▸ Aim of the task: Out of the listing below, copy every line that carries the string "instance".

▸ Input:
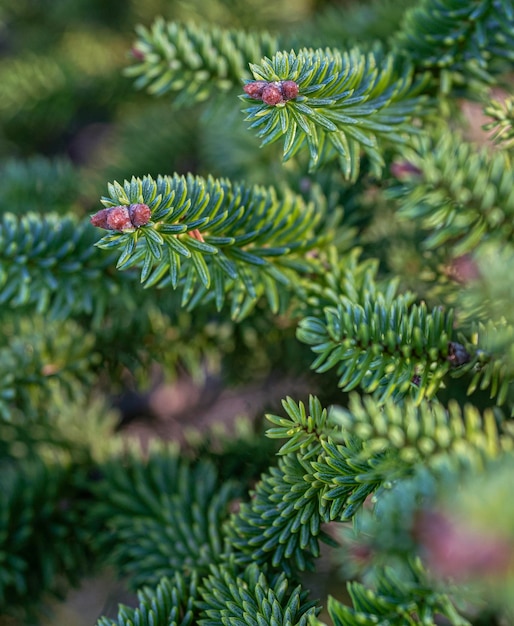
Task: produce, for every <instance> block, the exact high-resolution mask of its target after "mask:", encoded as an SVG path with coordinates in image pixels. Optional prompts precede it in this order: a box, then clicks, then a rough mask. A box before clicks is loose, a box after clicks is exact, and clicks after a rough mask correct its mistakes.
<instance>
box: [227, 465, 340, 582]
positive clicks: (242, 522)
mask: <svg viewBox="0 0 514 626" xmlns="http://www.w3.org/2000/svg"><path fill="white" fill-rule="evenodd" d="M252 496H253V498H252V500H251V501H250V502H247V503H243V504H242V505H241V508H240V511H239V513H238V514H237V515H235V516H233V517H232V519H231V524H230V526H229V527H228V533H229V537H230V541H231V544H232V546H233V548H234V549H235V550H236V553H235V559H236V562H237V563H238V564H241V565H248V564H250V563H256V564H258V565H260V566H262V565H264V564H265V563H269V564H270V565H271V566H272V567H275V568H281V569H282V570H283V571H284V572H286V573H287V574H291V573H292V572H297V571H305V570H306V569H312V567H313V559H314V558H316V557H318V556H319V539H322V540H324V541H326V542H328V543H330V540H329V538H328V537H327V535H326V534H325V533H324V532H323V531H322V530H321V528H320V527H321V523H322V522H326V521H328V517H327V510H326V506H324V504H323V502H321V500H320V487H319V486H318V485H317V484H316V481H315V478H314V471H313V468H312V464H311V463H310V462H309V461H305V460H304V459H303V458H302V456H301V455H296V454H288V455H286V456H283V457H281V458H280V459H279V462H278V467H276V468H271V469H270V471H269V473H268V474H266V475H264V476H263V477H262V479H261V481H260V482H259V484H258V485H257V487H256V489H255V492H254V493H253V494H252Z"/></svg>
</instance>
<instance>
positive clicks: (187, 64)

▸ Problem solution:
Task: produce, for every <instance> block, the exact high-resolution mask of its target after "mask:", encoded as an SVG path with coordinates in image pixels. Optional prompts precede it in this order: a box, then clicks, then a rough mask. A box before clicks is loose, a box after clicks is exact, and clicks after a rough mask correct its mistakes.
<instance>
</instance>
<instance>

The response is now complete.